> TASK DESCRIPTION: In the material below, find the line that contains "Target: tiger shoulder" and the line that contains "Target: tiger ear", then write out exactly those two lines and everything between them.

> DATA FOR THE TASK:
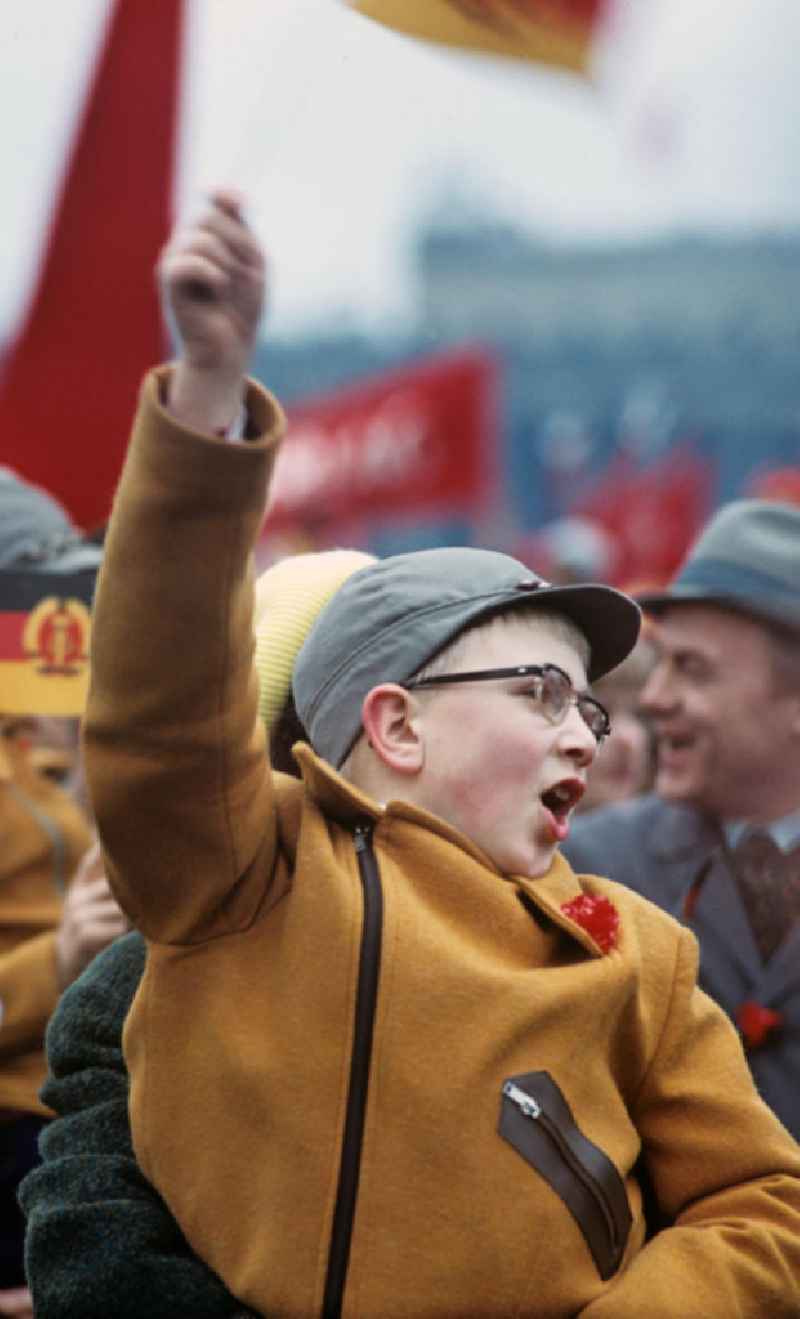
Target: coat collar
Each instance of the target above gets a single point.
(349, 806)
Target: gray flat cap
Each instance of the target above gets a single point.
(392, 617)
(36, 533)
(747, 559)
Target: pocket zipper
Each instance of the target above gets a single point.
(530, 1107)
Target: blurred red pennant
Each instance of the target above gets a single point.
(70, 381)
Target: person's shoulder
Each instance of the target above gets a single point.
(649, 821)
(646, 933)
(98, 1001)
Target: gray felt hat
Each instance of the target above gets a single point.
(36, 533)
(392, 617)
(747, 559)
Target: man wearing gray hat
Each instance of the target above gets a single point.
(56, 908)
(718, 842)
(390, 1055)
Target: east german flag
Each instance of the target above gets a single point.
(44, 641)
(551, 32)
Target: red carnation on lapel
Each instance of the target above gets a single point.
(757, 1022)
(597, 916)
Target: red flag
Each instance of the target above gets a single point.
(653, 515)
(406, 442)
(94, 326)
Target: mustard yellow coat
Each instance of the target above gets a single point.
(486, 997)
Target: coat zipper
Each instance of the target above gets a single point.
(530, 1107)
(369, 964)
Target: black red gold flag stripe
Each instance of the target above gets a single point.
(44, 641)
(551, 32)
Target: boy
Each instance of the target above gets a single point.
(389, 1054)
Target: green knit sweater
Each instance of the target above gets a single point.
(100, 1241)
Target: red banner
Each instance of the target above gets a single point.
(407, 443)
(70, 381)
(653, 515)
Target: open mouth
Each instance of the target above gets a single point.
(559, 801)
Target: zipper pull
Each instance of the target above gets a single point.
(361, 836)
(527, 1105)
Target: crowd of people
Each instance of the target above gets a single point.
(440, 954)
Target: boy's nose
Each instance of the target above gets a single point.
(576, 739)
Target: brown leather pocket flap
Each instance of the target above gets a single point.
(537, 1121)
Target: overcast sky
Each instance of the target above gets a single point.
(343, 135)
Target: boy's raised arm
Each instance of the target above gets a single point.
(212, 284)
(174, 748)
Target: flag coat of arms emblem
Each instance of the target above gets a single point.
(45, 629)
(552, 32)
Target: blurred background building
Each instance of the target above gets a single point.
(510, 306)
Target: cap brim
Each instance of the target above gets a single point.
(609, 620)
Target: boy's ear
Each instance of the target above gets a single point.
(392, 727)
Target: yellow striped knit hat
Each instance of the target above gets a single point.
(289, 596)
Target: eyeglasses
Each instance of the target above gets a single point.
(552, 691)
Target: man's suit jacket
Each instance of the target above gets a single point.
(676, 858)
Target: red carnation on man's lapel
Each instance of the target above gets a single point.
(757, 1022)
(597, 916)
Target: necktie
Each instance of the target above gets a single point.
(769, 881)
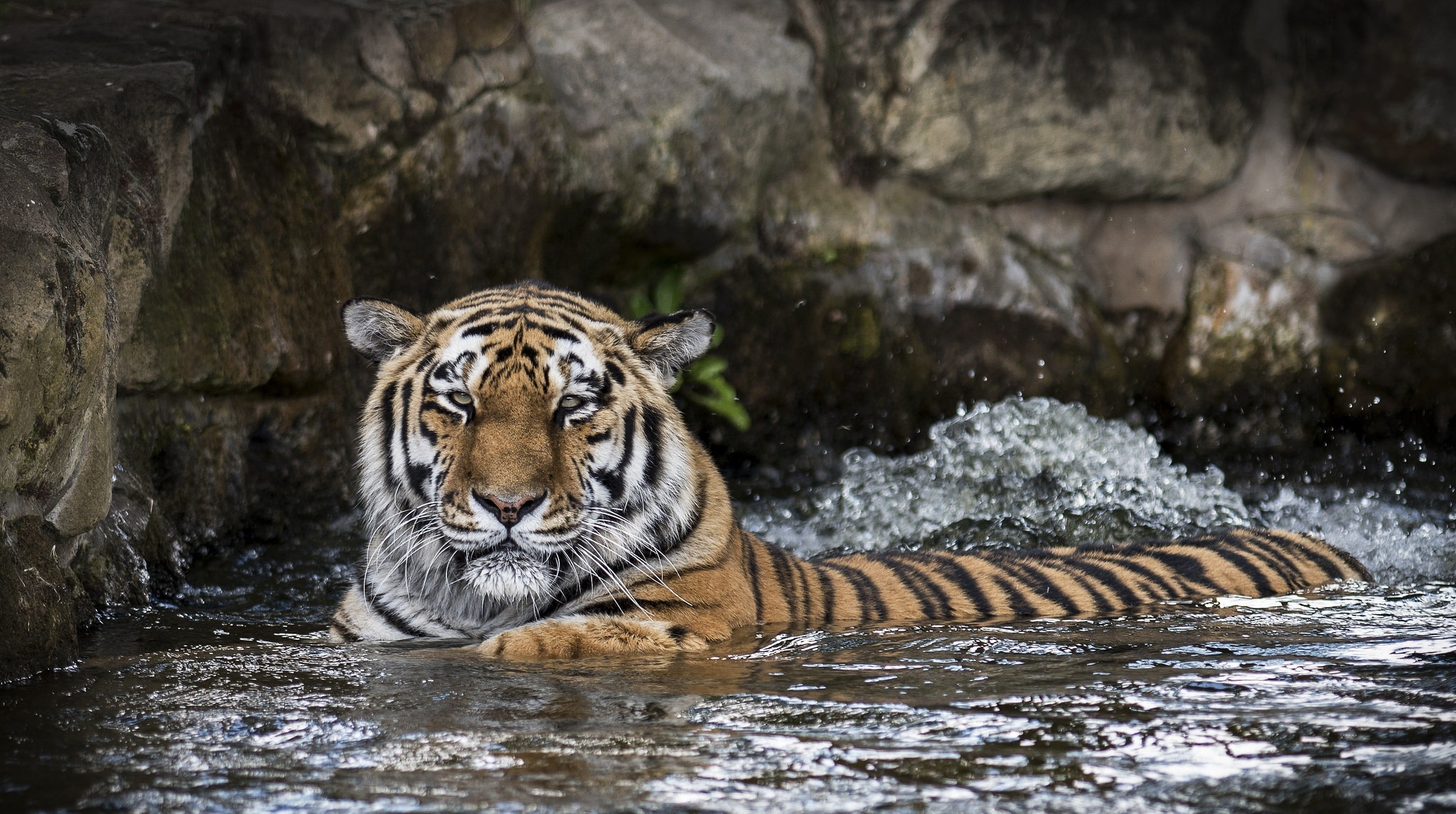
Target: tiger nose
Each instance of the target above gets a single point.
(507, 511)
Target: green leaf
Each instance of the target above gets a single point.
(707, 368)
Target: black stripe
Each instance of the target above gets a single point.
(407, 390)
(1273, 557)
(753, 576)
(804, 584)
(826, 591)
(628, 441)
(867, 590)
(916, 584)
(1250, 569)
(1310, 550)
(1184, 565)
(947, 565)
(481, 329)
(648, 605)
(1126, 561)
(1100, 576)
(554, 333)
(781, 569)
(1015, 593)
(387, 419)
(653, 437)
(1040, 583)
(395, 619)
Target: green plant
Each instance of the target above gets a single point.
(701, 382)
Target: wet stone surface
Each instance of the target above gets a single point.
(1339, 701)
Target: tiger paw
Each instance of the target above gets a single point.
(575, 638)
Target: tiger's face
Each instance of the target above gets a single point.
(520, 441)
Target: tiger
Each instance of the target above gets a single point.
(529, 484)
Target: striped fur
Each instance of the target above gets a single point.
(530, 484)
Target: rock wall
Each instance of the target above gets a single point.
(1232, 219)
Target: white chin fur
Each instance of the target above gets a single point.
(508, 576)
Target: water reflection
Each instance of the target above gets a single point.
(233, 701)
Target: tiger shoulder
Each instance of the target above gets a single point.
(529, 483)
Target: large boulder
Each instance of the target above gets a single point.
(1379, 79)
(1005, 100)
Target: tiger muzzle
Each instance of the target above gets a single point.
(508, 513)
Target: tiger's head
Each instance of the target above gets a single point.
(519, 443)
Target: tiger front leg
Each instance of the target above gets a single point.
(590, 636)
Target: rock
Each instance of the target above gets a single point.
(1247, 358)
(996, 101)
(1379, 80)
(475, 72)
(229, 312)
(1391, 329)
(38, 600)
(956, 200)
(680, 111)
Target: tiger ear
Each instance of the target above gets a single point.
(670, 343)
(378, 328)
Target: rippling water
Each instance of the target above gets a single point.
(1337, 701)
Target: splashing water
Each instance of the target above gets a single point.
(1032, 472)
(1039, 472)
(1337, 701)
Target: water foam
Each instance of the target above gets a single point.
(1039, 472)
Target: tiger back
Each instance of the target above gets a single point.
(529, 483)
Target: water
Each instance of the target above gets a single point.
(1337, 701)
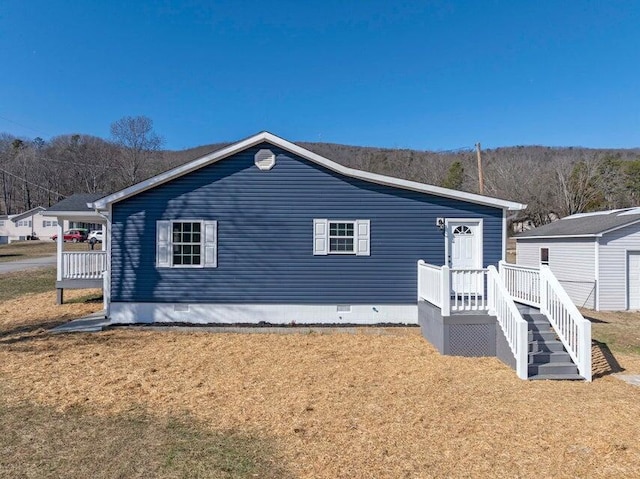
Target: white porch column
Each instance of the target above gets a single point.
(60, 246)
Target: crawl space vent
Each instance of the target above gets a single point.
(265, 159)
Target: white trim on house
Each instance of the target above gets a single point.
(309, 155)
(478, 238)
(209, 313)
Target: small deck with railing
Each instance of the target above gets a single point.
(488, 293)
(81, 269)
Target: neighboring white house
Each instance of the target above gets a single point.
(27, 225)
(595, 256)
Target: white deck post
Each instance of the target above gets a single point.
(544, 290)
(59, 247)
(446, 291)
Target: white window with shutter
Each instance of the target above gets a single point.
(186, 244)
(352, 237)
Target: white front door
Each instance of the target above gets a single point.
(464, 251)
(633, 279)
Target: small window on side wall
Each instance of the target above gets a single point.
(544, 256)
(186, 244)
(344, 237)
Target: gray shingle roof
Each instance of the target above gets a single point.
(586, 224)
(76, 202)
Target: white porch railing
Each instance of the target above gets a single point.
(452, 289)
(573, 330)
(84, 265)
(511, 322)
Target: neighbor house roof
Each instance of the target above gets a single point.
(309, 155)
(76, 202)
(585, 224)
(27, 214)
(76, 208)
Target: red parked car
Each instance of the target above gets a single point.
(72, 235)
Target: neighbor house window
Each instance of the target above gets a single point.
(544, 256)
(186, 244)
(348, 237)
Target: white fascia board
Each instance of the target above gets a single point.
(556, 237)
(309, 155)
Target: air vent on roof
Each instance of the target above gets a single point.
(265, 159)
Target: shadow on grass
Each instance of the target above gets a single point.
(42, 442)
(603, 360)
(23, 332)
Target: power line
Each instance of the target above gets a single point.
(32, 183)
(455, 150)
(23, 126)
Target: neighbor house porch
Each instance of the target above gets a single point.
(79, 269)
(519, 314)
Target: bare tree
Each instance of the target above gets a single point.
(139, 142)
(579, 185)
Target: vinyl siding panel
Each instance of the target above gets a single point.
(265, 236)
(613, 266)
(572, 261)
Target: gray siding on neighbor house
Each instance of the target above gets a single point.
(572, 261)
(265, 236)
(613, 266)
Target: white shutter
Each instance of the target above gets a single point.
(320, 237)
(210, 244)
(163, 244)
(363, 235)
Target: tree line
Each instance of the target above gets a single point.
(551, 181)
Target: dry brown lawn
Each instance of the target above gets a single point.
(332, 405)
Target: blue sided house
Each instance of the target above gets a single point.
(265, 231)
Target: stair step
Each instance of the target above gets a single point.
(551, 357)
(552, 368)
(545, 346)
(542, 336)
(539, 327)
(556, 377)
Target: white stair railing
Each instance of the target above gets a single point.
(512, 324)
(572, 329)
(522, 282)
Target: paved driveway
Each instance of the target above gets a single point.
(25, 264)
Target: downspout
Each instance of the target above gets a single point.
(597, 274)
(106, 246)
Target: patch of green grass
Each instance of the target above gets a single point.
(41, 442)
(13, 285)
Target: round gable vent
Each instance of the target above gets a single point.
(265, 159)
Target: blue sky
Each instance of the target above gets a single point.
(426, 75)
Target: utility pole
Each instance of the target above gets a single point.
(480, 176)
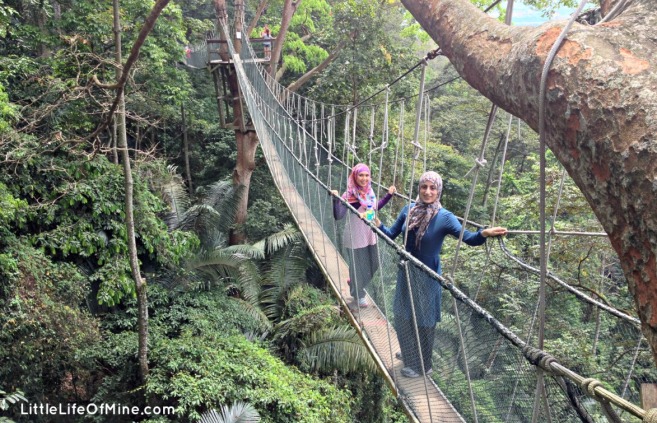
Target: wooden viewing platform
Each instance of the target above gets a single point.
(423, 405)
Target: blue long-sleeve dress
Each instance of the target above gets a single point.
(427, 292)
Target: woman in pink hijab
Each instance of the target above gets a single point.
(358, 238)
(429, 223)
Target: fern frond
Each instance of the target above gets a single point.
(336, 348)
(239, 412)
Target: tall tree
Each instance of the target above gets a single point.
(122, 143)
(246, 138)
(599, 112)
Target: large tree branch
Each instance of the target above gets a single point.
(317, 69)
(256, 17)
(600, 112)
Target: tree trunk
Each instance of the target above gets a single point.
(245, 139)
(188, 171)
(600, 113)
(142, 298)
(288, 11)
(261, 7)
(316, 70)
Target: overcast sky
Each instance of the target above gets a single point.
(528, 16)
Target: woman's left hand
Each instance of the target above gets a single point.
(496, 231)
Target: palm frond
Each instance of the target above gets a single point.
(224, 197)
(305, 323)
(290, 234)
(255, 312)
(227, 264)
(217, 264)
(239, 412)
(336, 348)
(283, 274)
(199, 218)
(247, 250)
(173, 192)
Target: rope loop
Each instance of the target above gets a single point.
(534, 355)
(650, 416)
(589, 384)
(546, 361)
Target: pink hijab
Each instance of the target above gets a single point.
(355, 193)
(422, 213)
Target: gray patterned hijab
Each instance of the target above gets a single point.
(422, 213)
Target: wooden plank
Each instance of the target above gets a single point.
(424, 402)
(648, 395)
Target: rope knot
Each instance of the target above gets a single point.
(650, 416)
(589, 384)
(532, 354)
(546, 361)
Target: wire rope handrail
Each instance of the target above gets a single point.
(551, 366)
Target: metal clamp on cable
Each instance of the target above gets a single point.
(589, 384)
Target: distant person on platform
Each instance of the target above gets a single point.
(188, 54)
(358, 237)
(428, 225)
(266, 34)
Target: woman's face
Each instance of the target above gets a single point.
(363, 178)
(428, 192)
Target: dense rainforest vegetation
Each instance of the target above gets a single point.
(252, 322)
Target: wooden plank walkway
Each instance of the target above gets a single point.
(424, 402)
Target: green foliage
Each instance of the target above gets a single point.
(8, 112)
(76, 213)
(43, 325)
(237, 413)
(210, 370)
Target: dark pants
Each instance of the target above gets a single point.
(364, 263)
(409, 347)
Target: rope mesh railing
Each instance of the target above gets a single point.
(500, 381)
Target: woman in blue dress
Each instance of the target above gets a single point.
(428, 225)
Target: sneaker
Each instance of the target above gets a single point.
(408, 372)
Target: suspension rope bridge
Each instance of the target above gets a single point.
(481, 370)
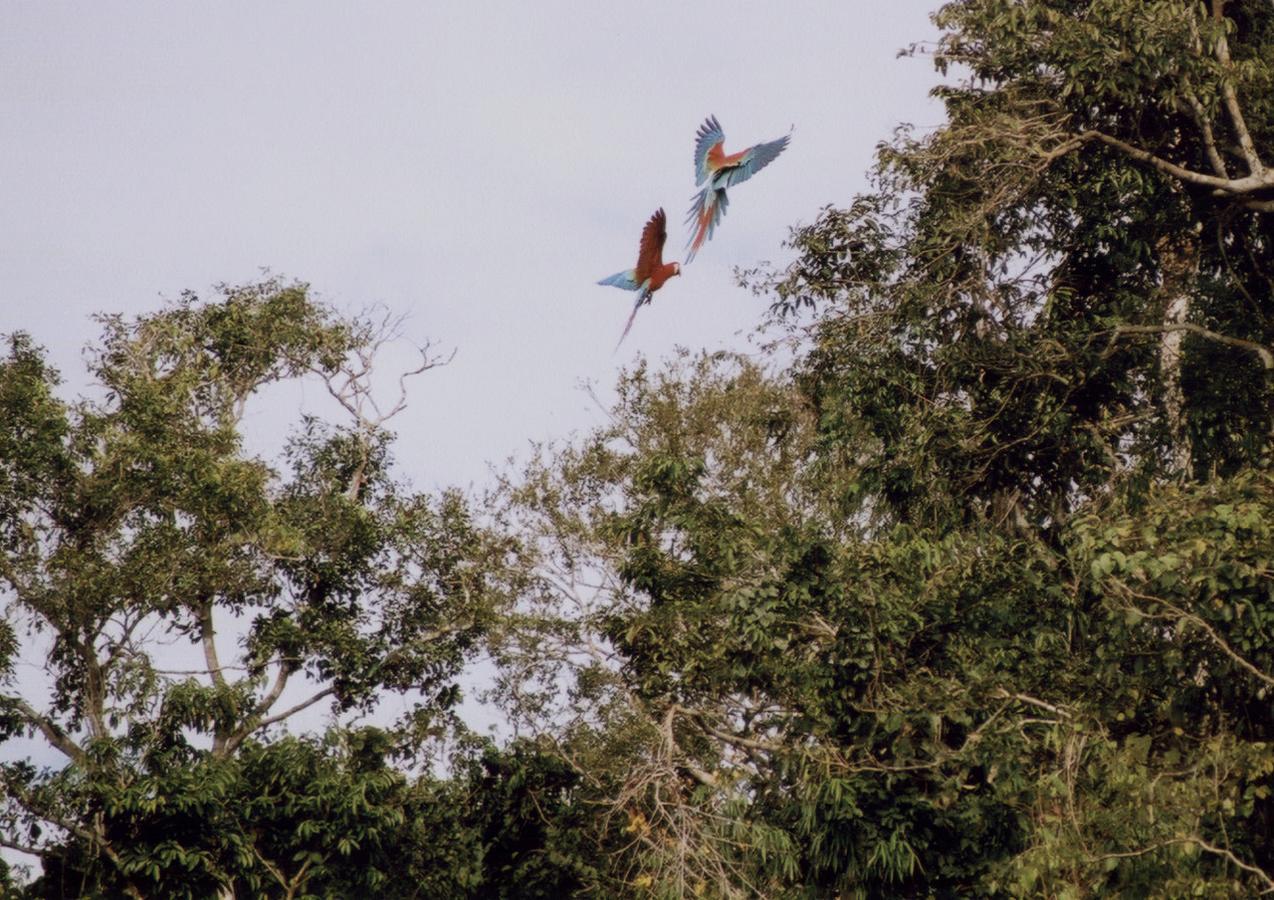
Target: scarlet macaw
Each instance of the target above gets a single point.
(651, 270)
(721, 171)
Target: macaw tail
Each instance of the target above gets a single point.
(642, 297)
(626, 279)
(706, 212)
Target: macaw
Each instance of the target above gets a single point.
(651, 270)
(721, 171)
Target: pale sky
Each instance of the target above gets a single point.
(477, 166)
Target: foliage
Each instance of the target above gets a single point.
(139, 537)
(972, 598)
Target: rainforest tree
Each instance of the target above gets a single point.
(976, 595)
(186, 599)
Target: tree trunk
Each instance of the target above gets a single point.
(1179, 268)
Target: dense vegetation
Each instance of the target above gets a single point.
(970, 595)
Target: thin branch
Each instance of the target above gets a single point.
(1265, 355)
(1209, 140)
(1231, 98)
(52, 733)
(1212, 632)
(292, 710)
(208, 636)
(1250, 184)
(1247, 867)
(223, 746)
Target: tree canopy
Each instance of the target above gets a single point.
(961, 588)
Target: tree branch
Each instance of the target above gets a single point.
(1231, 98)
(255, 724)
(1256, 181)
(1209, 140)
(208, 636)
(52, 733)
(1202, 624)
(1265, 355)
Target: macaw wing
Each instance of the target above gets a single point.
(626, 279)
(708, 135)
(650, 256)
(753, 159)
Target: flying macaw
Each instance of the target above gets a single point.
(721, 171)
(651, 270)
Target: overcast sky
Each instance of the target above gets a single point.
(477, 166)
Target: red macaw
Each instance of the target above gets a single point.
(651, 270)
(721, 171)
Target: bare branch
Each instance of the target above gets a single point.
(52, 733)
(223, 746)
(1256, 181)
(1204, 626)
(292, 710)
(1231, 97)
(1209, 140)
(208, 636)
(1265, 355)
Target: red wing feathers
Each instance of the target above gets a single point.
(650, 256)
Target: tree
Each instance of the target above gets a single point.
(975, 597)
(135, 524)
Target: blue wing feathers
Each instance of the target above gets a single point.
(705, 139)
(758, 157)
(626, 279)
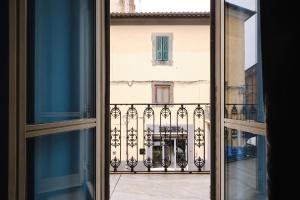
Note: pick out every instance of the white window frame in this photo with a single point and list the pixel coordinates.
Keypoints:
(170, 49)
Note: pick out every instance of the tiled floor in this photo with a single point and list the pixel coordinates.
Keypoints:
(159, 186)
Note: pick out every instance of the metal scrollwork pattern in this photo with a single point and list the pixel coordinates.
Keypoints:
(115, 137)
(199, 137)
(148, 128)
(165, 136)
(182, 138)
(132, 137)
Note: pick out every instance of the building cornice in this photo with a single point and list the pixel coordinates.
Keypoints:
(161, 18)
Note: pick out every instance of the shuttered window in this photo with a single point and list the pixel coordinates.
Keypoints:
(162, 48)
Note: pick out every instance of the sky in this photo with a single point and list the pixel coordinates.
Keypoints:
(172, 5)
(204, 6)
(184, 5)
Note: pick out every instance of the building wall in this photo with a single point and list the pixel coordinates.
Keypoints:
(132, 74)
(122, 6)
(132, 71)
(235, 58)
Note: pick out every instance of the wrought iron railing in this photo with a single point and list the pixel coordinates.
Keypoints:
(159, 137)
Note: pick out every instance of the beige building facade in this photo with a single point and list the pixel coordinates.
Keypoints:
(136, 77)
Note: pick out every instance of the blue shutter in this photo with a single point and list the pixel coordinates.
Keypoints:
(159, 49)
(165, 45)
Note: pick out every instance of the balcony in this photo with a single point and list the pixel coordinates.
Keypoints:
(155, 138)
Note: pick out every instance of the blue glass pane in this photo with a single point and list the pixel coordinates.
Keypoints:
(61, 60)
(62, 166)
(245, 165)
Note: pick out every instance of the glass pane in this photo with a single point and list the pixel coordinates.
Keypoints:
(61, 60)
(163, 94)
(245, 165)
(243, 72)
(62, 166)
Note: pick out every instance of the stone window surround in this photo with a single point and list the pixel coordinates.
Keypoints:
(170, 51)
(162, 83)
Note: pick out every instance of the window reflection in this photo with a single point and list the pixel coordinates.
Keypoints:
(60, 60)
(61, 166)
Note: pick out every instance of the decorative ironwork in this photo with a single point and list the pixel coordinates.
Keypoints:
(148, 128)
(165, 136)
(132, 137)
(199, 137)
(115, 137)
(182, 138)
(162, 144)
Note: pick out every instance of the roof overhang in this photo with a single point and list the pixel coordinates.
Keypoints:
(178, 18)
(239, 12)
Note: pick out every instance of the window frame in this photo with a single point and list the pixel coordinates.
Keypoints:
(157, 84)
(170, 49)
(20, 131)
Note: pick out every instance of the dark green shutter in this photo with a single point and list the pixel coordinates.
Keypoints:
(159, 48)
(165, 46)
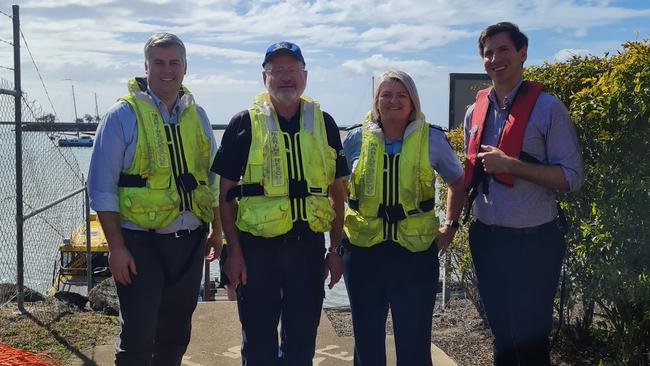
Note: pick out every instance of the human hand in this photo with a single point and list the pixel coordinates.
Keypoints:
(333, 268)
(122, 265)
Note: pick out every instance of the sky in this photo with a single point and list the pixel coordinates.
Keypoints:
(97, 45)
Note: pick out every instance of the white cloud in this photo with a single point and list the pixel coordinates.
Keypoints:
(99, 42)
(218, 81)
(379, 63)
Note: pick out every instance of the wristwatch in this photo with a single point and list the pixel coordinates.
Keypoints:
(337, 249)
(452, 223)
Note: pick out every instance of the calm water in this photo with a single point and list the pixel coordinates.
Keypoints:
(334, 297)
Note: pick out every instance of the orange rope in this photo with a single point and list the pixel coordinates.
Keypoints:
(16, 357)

> WRITTEN REPLY:
Target: tiger shoulder
Each instance of the target above gets a single point.
(529, 483)
Target: large boulder
Each instance of the target above gets a single point.
(1379, 79)
(1005, 100)
Target: tiger muzzle
Each instance of the target above gets a single point.
(508, 513)
Target: tiger's head
Each instance of the target above gets a single point.
(519, 443)
Target: tiger front leg
Each instance of the target above gets a single point.
(590, 636)
Target: rock
Each instance of the target above gets a single point.
(1247, 358)
(996, 101)
(1379, 80)
(475, 72)
(229, 312)
(1391, 329)
(38, 600)
(956, 200)
(680, 111)
Target: tiger ear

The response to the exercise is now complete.